■ PROBLEM: Count the lines in the entries below that contain the string "rocky", matching case exactly, and reply with only that number.
# Start of RECORD EXTRACTS
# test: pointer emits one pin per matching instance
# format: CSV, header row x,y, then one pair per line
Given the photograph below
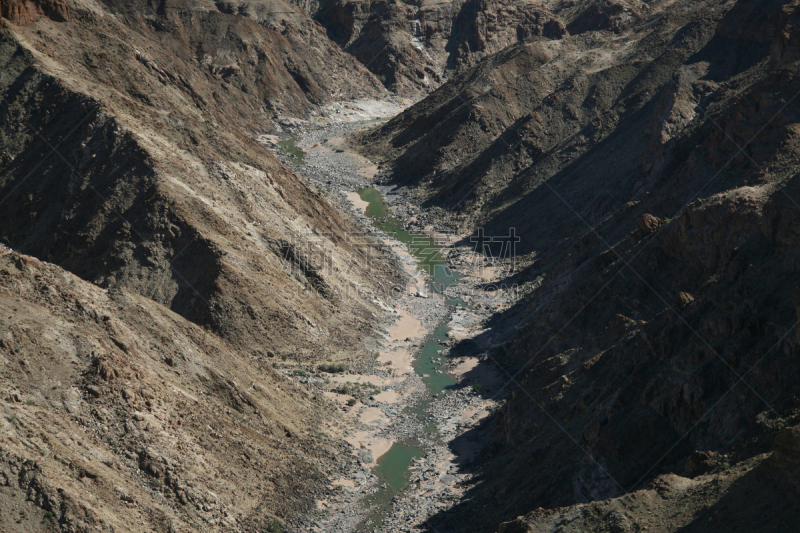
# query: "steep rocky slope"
x,y
727,500
651,173
120,415
128,157
170,259
415,46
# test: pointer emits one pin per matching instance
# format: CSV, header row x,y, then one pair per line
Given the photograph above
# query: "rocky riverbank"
x,y
378,394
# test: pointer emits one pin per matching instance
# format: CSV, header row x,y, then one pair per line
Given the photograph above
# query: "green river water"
x,y
393,467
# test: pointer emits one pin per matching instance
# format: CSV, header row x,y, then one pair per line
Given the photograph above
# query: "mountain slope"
x,y
651,175
129,158
120,415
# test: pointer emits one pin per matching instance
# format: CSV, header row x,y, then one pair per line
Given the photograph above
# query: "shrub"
x,y
332,368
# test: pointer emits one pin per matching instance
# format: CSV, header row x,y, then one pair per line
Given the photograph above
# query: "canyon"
x,y
490,265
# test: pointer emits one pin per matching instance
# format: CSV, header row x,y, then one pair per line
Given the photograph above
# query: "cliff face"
x,y
129,158
415,46
650,172
167,259
121,415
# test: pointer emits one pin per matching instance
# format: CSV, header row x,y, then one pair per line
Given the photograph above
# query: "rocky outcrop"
x,y
658,203
414,48
135,166
117,411
26,11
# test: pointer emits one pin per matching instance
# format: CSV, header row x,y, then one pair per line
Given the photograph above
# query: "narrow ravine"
x,y
415,467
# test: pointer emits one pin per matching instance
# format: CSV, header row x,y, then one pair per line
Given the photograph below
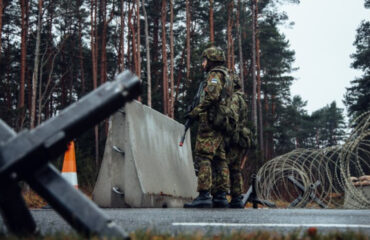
# End of RECORD EXTRACTS
■ ANSWER FOR THE TASK: 3